And every time a major hallucination happens, your character will be thrust back to the beginning of the room, screaming desperately "THIS ISN'T HAPPENING!" Awesome.
Everything in this game is crafted to make you shit your pants at interstate highway speeds. It is one of the most genuinely scary experiences I've ever had, video game or otherwise.
The story is on a level I have never seen with any other game. You play as twelve vastly different characters, each who stumble across the tome, and fail in their attempts to stop Mantorok. The four Gods, Chattur'gua, Xel'lotath, Ulyaoth, and Mantorok each have their own servants which attack you in the game, appearing as different coloured enemies of the same type. Not only that, but you have different magick attacks that wield the power of the different Gods. Each God is at war with each other, and each attack will defeat the other, like Rock-Paper-Scissors. Except you're crazy and die if you lose. However, Mantorok is dominant over the others, and always wins. Think of him as dynamite. Fuckers always pulled it out when you least expected it...

SOURCE DATA:
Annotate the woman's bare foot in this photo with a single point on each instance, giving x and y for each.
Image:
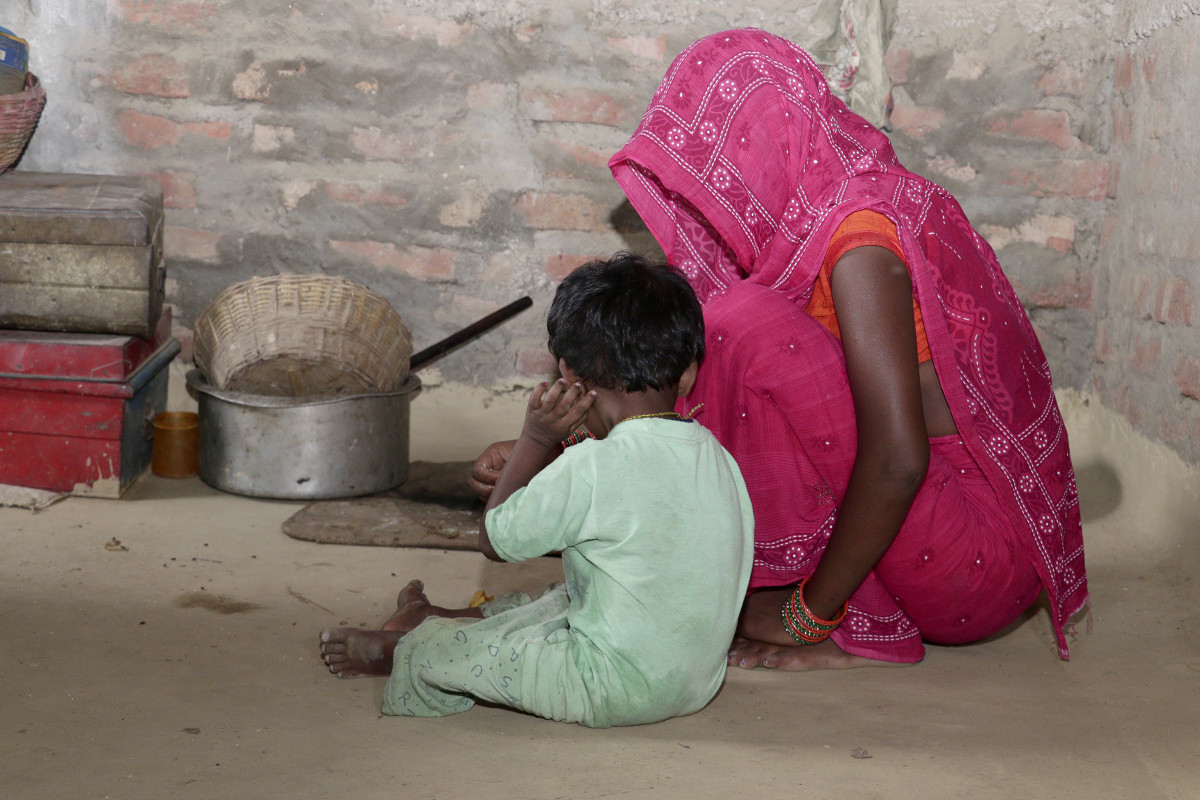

TASK REQUIREMENTS:
1: According to the game review, which of the four Gods is dominant over the others and always wins?
2: Retype everything in the game review from "And every time" down to "game or otherwise.".
The material above comes from a separate source and has no connection to the game review.

RESPONSES:
1: Mantorok

2:
And every time a major hallucination happens, your character will be thrust back to the beginning of the room, screaming desperately "THIS ISN'T HAPPENING!" Awesome.
Everything in this game is crafted to make you shit your pants at interstate highway speeds. It is one of the most genuinely scary experiences I've ever had, video game or otherwise.